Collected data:

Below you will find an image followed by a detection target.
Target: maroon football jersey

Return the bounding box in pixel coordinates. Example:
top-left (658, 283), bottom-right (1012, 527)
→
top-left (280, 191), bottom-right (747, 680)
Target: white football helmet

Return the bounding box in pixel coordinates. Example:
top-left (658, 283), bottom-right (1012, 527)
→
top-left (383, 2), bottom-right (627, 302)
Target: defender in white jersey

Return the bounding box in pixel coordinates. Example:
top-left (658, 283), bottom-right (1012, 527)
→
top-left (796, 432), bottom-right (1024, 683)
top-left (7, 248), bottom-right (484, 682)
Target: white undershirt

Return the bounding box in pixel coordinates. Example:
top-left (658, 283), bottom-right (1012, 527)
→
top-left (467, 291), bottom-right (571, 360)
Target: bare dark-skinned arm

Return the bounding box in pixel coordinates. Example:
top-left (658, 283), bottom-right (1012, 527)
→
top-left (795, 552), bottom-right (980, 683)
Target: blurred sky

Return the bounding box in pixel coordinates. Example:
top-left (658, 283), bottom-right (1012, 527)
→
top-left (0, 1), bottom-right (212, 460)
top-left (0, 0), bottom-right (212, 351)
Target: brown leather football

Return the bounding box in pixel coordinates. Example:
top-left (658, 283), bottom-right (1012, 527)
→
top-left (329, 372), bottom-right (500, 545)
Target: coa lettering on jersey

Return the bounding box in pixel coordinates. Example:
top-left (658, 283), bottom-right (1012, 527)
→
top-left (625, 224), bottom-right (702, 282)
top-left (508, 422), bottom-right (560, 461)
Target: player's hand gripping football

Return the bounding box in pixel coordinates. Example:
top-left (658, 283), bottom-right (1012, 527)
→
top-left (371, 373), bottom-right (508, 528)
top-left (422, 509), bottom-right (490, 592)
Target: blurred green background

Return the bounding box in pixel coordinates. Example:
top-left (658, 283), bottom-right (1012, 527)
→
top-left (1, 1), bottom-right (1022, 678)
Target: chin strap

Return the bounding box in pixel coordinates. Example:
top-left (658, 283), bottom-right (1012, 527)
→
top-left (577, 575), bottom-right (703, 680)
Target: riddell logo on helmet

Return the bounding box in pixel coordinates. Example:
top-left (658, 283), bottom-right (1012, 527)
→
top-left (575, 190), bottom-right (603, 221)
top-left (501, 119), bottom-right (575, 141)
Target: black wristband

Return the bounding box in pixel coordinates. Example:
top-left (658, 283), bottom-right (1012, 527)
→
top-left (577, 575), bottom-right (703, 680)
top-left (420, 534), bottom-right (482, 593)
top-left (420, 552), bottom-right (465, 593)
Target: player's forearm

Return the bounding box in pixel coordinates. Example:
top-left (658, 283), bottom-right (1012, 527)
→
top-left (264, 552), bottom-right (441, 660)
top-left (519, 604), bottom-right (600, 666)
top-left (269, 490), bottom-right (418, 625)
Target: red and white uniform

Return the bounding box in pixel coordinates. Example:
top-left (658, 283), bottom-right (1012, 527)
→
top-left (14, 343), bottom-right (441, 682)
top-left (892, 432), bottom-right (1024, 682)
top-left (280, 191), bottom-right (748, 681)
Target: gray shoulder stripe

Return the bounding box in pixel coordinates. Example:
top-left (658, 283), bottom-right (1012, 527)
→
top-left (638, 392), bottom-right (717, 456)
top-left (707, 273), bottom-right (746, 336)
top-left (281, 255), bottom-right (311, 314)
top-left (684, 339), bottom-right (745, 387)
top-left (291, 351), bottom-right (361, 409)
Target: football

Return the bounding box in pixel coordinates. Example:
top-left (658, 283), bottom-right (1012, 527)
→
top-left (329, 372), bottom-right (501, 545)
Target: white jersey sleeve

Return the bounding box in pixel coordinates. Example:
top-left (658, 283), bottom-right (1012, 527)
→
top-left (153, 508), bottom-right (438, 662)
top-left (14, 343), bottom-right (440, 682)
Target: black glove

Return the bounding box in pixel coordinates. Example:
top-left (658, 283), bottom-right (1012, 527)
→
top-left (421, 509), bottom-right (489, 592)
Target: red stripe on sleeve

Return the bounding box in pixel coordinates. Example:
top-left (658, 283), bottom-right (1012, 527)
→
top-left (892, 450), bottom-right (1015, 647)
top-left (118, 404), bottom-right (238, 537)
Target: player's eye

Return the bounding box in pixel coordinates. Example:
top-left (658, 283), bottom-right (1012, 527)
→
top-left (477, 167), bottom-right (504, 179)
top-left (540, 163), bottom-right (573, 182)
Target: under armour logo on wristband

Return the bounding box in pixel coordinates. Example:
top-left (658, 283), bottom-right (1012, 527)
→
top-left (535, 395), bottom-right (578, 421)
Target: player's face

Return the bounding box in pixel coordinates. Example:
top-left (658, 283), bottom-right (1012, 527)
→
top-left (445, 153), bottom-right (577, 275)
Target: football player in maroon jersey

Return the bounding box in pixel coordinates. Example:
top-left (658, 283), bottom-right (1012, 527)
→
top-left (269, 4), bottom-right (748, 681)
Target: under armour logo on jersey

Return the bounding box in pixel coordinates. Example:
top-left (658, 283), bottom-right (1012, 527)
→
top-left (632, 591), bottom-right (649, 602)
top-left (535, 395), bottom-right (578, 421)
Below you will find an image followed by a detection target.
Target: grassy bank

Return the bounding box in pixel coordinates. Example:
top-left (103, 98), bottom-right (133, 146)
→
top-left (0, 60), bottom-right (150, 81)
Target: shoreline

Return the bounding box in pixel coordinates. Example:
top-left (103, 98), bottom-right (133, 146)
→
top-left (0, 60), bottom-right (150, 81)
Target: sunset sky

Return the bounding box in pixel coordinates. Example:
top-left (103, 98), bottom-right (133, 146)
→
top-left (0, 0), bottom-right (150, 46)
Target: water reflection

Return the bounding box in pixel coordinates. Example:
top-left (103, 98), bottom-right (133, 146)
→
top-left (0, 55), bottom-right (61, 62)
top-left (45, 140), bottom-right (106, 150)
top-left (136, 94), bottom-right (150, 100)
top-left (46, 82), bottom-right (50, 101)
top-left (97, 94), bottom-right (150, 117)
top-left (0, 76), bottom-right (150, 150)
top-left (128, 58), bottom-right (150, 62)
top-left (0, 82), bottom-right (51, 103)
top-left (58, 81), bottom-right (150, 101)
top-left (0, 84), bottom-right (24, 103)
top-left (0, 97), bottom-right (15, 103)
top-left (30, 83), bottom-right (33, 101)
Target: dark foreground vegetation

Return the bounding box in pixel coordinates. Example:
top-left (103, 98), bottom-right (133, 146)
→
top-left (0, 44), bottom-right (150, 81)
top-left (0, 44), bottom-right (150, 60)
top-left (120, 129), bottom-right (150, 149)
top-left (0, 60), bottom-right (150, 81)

Exercise aim: Go through the records and copy all of them exactly.

Result below:
Below you will find an image followed by a detection target.
Target: maroon football jersey

Return the bounding box in pixel coordinates. Example:
top-left (658, 283), bottom-right (1012, 527)
→
top-left (280, 191), bottom-right (747, 680)
Target: white football helmet

Return the bounding box in pixel coordinates. Example:
top-left (658, 283), bottom-right (1012, 527)
→
top-left (383, 2), bottom-right (627, 302)
Target: defender in white jersey

Return the bounding box in pixel coordinates. Example:
top-left (658, 283), bottom-right (1012, 527)
→
top-left (796, 432), bottom-right (1024, 683)
top-left (7, 248), bottom-right (484, 682)
Target: white undershirt

Return the bounding box in pixel coordinates. Example:
top-left (658, 283), bottom-right (1012, 527)
→
top-left (467, 291), bottom-right (571, 360)
Target: bare dark-skinned arm

Return the bounding box in pixel coordinates. Example:
top-left (658, 283), bottom-right (1012, 527)
→
top-left (795, 552), bottom-right (980, 683)
Target: blurred sky

Return the bounding box in pixel coordinates. Example:
top-left (658, 283), bottom-right (1012, 527)
→
top-left (0, 1), bottom-right (212, 460)
top-left (0, 0), bottom-right (212, 351)
Target: brown leather football

Return the bounding box in pixel coordinates. Example:
top-left (658, 283), bottom-right (1012, 527)
→
top-left (329, 372), bottom-right (500, 545)
Target: coa lettering on jersey

Return the bounding box in pixel coordinates. Example:
top-left (658, 283), bottom-right (1012, 527)
→
top-left (625, 224), bottom-right (702, 282)
top-left (508, 422), bottom-right (560, 461)
Target: player's hand gripping football

Return the bounding box in pixel coordinates. Example:
top-left (658, 283), bottom-right (1012, 527)
→
top-left (371, 373), bottom-right (508, 528)
top-left (422, 509), bottom-right (490, 592)
Target: blurred green background

Return the bounding box in pixel coordinates. Example:
top-left (658, 283), bottom-right (1012, 527)
→
top-left (1, 1), bottom-right (1022, 678)
Target: chin strap

Return the bounding box in pixel coordinates. Example:
top-left (658, 283), bottom-right (1012, 527)
→
top-left (577, 575), bottom-right (703, 680)
Target: riddell logo on helmet

Return the bounding box in pixel coordinates. Example:
top-left (658, 283), bottom-right (1012, 527)
→
top-left (575, 190), bottom-right (603, 221)
top-left (501, 119), bottom-right (575, 141)
Target: black wristband

Return the bounding box in pixel coordinates. Example:
top-left (658, 283), bottom-right (1012, 527)
→
top-left (577, 575), bottom-right (703, 680)
top-left (420, 534), bottom-right (482, 593)
top-left (420, 552), bottom-right (465, 593)
Target: player's forearm

Return the bounding box in pixel coordinates. Example:
top-left (658, 283), bottom-right (1012, 527)
→
top-left (264, 552), bottom-right (441, 660)
top-left (519, 604), bottom-right (600, 666)
top-left (269, 490), bottom-right (418, 625)
Target: red and white uniform

Return the bounding box in pixel coordinates. Example:
top-left (658, 283), bottom-right (1012, 527)
→
top-left (14, 343), bottom-right (441, 682)
top-left (892, 432), bottom-right (1024, 682)
top-left (280, 191), bottom-right (748, 681)
Target: gray shoulder stripe

Return the bounding box in pixel coordinates. Example:
top-left (658, 283), bottom-right (1012, 527)
→
top-left (638, 392), bottom-right (717, 456)
top-left (707, 273), bottom-right (746, 336)
top-left (281, 255), bottom-right (311, 314)
top-left (684, 339), bottom-right (745, 387)
top-left (291, 351), bottom-right (361, 409)
Target: football

Return the bounding box in pixel coordinates. Example:
top-left (658, 283), bottom-right (1012, 527)
→
top-left (329, 372), bottom-right (501, 545)
Target: white jersey sleeve

Return the bounding box in pixel coordinates. Example:
top-left (658, 283), bottom-right (1012, 527)
→
top-left (153, 508), bottom-right (438, 662)
top-left (14, 343), bottom-right (440, 682)
Target: black glove

Return the bounding box in pixel coordinates. Example:
top-left (658, 283), bottom-right (1012, 527)
→
top-left (421, 509), bottom-right (489, 592)
Target: red stripe on sleeve

Return the bounding box in pixel coordinates. Example:
top-left (658, 283), bottom-right (1012, 527)
→
top-left (892, 450), bottom-right (1015, 647)
top-left (118, 404), bottom-right (238, 537)
Target: player's eye

Return the bounding box in pixel coordinates. Example:
top-left (658, 283), bottom-right (1012, 527)
→
top-left (477, 167), bottom-right (504, 179)
top-left (540, 163), bottom-right (573, 182)
Target: under armour logo on wristband

Return the bounding box in pixel coordinates. Example:
top-left (658, 283), bottom-right (1012, 527)
→
top-left (535, 395), bottom-right (578, 421)
Target: player's face

Return the bounding box in pixel coordinates. Example:
top-left (658, 283), bottom-right (1012, 527)
→
top-left (445, 153), bottom-right (577, 275)
Target: football player in maroon jersey

Return the bounding box in pixel coordinates. Example:
top-left (658, 283), bottom-right (1012, 527)
→
top-left (269, 4), bottom-right (748, 681)
Target: under armour logo on jersey

Return the bounding box in pixel coordinates. Example:
top-left (658, 283), bottom-right (1012, 527)
→
top-left (632, 591), bottom-right (649, 602)
top-left (535, 395), bottom-right (578, 421)
Below you will find an image followed by a detection target.
Target: grassy bank

Return the bounding box in pixel coordinates. Example:
top-left (103, 98), bottom-right (133, 146)
→
top-left (0, 60), bottom-right (150, 81)
Target: shoreline

Return the bounding box in pixel coordinates. Example:
top-left (103, 98), bottom-right (133, 146)
→
top-left (0, 60), bottom-right (150, 81)
Target: sunset sky

Return the bounding box in pixel coordinates. Example:
top-left (103, 98), bottom-right (133, 146)
→
top-left (0, 0), bottom-right (150, 46)
Target: water reflection

Return the bounding box in pixel coordinates. Example:
top-left (103, 98), bottom-right (133, 146)
→
top-left (0, 55), bottom-right (61, 62)
top-left (45, 140), bottom-right (106, 150)
top-left (136, 94), bottom-right (150, 100)
top-left (46, 82), bottom-right (50, 101)
top-left (97, 94), bottom-right (150, 117)
top-left (0, 76), bottom-right (150, 150)
top-left (128, 58), bottom-right (150, 62)
top-left (0, 82), bottom-right (51, 103)
top-left (58, 81), bottom-right (150, 101)
top-left (0, 84), bottom-right (24, 103)
top-left (0, 97), bottom-right (15, 103)
top-left (30, 83), bottom-right (33, 101)
Target: dark foreground vegetation

Return the bounding box in pixel coordinates. Example:
top-left (103, 98), bottom-right (133, 146)
→
top-left (0, 44), bottom-right (150, 81)
top-left (0, 44), bottom-right (150, 60)
top-left (120, 129), bottom-right (150, 149)
top-left (0, 60), bottom-right (150, 81)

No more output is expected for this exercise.